Give an exact copy of the data that follows.

*** Opening of DATA TO EXAMINE ***

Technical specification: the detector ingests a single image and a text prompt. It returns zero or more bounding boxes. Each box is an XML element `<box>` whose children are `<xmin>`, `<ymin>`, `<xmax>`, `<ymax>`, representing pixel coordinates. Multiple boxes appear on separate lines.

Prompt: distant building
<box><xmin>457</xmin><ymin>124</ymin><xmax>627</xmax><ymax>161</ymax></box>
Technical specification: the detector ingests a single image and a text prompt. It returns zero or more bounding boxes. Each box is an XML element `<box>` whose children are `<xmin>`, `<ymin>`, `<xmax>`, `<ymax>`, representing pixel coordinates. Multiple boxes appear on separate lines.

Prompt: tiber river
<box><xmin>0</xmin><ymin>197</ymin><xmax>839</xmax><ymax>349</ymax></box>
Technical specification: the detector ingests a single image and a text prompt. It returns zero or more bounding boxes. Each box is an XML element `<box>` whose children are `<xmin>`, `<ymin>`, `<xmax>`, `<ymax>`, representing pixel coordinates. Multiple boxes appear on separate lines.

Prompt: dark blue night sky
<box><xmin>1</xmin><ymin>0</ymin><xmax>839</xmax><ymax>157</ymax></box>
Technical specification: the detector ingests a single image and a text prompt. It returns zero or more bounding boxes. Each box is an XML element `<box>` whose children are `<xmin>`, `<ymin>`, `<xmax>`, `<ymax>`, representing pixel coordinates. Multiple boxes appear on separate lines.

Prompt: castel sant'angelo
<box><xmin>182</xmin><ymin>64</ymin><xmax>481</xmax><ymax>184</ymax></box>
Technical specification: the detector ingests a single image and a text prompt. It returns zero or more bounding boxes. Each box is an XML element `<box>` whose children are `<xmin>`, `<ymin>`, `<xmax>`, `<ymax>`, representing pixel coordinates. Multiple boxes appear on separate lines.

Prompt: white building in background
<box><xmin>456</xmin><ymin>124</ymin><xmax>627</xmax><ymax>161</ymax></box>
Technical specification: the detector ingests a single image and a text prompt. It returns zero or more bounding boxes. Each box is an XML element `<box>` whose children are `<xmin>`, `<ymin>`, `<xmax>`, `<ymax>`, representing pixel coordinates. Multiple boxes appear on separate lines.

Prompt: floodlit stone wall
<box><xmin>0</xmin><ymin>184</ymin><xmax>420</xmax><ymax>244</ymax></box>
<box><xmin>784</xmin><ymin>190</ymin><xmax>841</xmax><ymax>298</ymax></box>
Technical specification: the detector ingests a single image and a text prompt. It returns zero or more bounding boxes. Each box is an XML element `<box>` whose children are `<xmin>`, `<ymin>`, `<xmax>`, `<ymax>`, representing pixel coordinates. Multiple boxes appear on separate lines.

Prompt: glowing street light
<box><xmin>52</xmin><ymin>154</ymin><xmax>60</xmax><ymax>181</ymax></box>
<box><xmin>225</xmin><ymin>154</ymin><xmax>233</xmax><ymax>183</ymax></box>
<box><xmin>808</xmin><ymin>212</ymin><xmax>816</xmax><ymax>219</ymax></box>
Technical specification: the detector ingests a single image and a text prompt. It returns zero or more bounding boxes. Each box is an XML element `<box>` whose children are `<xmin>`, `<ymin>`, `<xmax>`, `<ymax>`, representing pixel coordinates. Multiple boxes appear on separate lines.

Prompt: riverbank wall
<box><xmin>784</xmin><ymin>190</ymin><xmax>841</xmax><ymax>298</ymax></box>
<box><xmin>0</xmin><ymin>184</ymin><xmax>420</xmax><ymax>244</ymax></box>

*** Close of DATA TO EXAMINE ***

RESPONSE TO THIS TASK -
Technical specification: the detector ingests a single image and a text prompt. It returns zero or more bounding boxes. Each box is an XML element `<box>` whose children are `<xmin>`, `<ymin>`, `<xmax>`, `<ymax>`, representing pixel coordinates. Multiple boxes appear on separate lines.

Prompt: distant building
<box><xmin>457</xmin><ymin>124</ymin><xmax>627</xmax><ymax>161</ymax></box>
Technical specification: the detector ingests a single image and a text prompt. It returns zero or more bounding boxes. Each box is an XML element `<box>` whose children are `<xmin>`, `<ymin>`, `<xmax>`, `<ymax>`, representing pixel coordinates. Multiple boxes appear on separate lines.

Prompt: tiber river
<box><xmin>0</xmin><ymin>197</ymin><xmax>839</xmax><ymax>349</ymax></box>
Technical specification: the detector ingests a single image and a text prompt. It returns zero or more bounding boxes. Each box is an XML element `<box>` whose children are `<xmin>`, `<ymin>`, `<xmax>`, `<ymax>`, representing pixel coordinates. Multiple boxes appear on separate lines.

Prompt: dark blue night sky
<box><xmin>1</xmin><ymin>0</ymin><xmax>839</xmax><ymax>157</ymax></box>
Technical specification: the detector ingests a single image and a text prompt. It returns zero or more bounding boxes. Each box is an XML element `<box>` whose children are `<xmin>`, `<ymin>`, `<xmax>`, `<ymax>`, representing pixel coordinates. Multiple boxes appear on separate lines.

Prompt: castel sant'angelo
<box><xmin>182</xmin><ymin>64</ymin><xmax>481</xmax><ymax>184</ymax></box>
Technical specification: the detector ingests a single image and a text prompt. It returns zero or more bounding boxes. Each box is an XML element `<box>` whose children are `<xmin>`, `<ymin>`, `<xmax>`, `<ymax>`, representing pixel coordinates. Multiple boxes appear on separate lines.

Prompt: white building in background
<box><xmin>456</xmin><ymin>124</ymin><xmax>627</xmax><ymax>161</ymax></box>
Technical specification: the detector ingests a single image and a text prompt. It returns zero or more bounding boxes. Each box is an XML element `<box>` whose children are `<xmin>`, `<ymin>`, `<xmax>`, `<ymax>`, representing pixel coordinates. Multiple boxes appear on separate lines.

Prompt: floodlit stone wall
<box><xmin>0</xmin><ymin>184</ymin><xmax>420</xmax><ymax>244</ymax></box>
<box><xmin>784</xmin><ymin>190</ymin><xmax>841</xmax><ymax>298</ymax></box>
Technical specification: the detector ingests a single image and a text prompt. It returns zero or more bounding boxes. Each box is an XML element `<box>` whose children are `<xmin>`, `<ymin>`, `<xmax>`, `<ymax>`, representing pixel coordinates. Multiple boxes appear on separate lines.

Prompt: glowing street light
<box><xmin>52</xmin><ymin>154</ymin><xmax>60</xmax><ymax>181</ymax></box>
<box><xmin>225</xmin><ymin>154</ymin><xmax>233</xmax><ymax>183</ymax></box>
<box><xmin>808</xmin><ymin>212</ymin><xmax>816</xmax><ymax>219</ymax></box>
Technical specification: the detector ingests a single image and a text prompt. It returns zero or more bounding boxes. Each box is an XML element `<box>` whose children are `<xmin>`, `<ymin>`, `<xmax>`, `<ymax>`, representing pixel coordinates. Multiple boxes appear on separate lines.

Prompt: riverbank wall
<box><xmin>784</xmin><ymin>190</ymin><xmax>841</xmax><ymax>298</ymax></box>
<box><xmin>0</xmin><ymin>184</ymin><xmax>420</xmax><ymax>244</ymax></box>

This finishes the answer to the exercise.